Output each entry exactly; skip nothing.

━━ DATA FOR THIS EXERCISE

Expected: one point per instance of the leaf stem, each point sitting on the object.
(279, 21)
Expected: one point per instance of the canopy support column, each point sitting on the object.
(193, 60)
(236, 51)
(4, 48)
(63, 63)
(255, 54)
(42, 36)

━━━━

- [FINISHED TASK]:
Expected: one point per instance of the leaf stem, each point sitting on the object.
(279, 21)
Expected: one point per instance of the canopy support column, each point sitting on the object.
(193, 60)
(236, 51)
(4, 48)
(63, 63)
(255, 54)
(42, 36)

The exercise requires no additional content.